#### Passage given

These clients hadn’t thought through the pain they would be feeling when their financial independence was pushed back significantly and often went to protect what was left by selling stocks when they were on sale.
On the other hand, those that said they hoped they could have the courage to buy more stocks actually did. They embraced the pain and followed through.
The lesson here is to push back and let the overconfident client know just how hard it is to buy the asset class that has caused so much pain. If you think we advisors don’t fall prey to poor market timing, think again. Here’s some statistical data on thousands of advisors who as a whole got the timing wrong.
3. Consumers are getting it — indexing grabbed far more market share than I ever imagined
I started indexing in the late 80s. The logic made so much sense to me and I helped the corporations I then worked for invest pension money in index funds and offer low-cost index funds in their 401(k)s. In fact, one key reason I became a personal financial planner is I felt bad for the individual investor’s money being invested so differently than corporate assets — and missing out on higher returns.
When I started my practice in 2002, I had to explain to people what an index fund was and why they bested most active funds with higher fees. Today, there is more money in U.S. stock index funds than active funds. As a result, I can concentrate on analyzing the tax consequences of selling expensive investments to move to low cost and more tax-efficient index funds.
I’m not just surprised, I’m totally shocked, but in a very pleasant way, that consumers are getting it. I give the late Vanguard founder, John C. Bogle, most of the credit. But also journalists like Jason Zweig and Jonathan Clements for reaching millions of people with well-written and compelling logic. Morningstar also deserves kudos for making it easy to compare performance and showing the stronger performance of low-cost index funds.

########
#### Task material

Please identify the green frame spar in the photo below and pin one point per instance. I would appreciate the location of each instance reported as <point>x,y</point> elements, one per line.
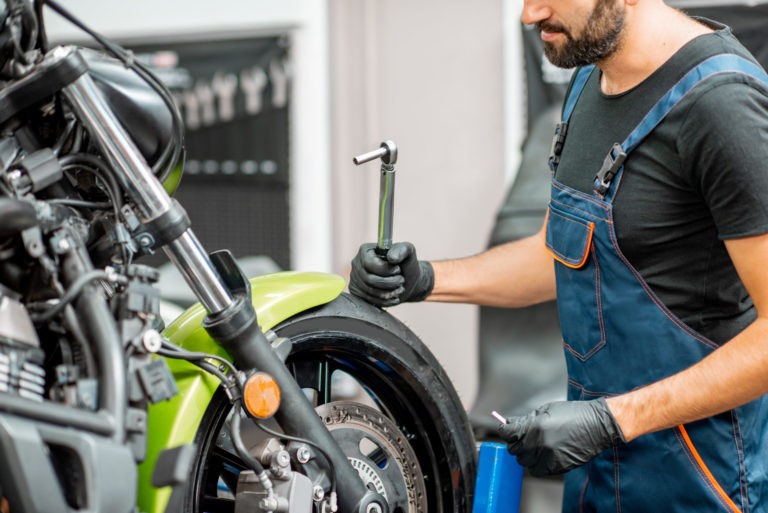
<point>276,297</point>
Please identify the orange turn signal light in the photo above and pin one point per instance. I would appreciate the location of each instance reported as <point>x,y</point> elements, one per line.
<point>261,395</point>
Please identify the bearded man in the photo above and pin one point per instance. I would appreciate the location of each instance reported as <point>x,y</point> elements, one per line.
<point>654,246</point>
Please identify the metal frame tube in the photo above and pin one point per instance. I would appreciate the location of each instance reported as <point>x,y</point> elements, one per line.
<point>143,187</point>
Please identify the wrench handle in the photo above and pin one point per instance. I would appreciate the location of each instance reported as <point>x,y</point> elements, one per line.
<point>387,152</point>
<point>386,208</point>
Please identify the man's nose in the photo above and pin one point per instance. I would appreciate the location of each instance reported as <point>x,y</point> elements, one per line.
<point>535,11</point>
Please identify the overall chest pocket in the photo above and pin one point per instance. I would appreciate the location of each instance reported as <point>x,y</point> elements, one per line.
<point>570,241</point>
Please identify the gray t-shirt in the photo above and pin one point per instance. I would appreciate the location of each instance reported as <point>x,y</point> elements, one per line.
<point>700,177</point>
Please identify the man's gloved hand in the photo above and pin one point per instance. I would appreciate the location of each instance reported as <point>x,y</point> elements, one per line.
<point>390,280</point>
<point>562,435</point>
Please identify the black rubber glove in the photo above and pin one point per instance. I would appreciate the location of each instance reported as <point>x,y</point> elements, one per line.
<point>562,435</point>
<point>390,280</point>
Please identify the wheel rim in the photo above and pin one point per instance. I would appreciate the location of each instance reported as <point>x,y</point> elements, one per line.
<point>317,362</point>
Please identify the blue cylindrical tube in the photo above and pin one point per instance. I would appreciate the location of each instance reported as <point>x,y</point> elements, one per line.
<point>499,480</point>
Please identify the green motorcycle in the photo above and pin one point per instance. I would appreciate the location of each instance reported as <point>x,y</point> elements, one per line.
<point>278,394</point>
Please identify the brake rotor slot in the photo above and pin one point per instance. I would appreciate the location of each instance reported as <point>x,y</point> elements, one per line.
<point>379,452</point>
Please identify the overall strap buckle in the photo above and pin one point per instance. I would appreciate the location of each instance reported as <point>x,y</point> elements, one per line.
<point>557,145</point>
<point>610,168</point>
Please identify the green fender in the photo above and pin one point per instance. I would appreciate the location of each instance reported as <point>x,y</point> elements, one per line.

########

#### Exercise instructions
1) Copy verbatim the part of the passage on investing that opens with the words containing "I’m not just" and closes with "low-cost index funds.".
2) Write out, word for word and with nothing else, the part of the rows that opens with the line containing "Please identify the overall chest" and closes with the line containing "<point>570,241</point>".
The passage on investing and the rows are unrelated material.

#### Answers to the exercise
1)
I’m not just surprised, I’m totally shocked, but in a very pleasant way, that consumers are getting it. I give the late Vanguard founder, John C. Bogle, most of the credit. But also journalists like Jason Zweig and Jonathan Clements for reaching millions of people with well-written and compelling logic. Morningstar also deserves kudos for making it easy to compare performance and showing the stronger performance of low-cost index funds.

2)
Please identify the overall chest pocket in the photo above and pin one point per instance. I would appreciate the location of each instance reported as <point>x,y</point> elements, one per line.
<point>570,241</point>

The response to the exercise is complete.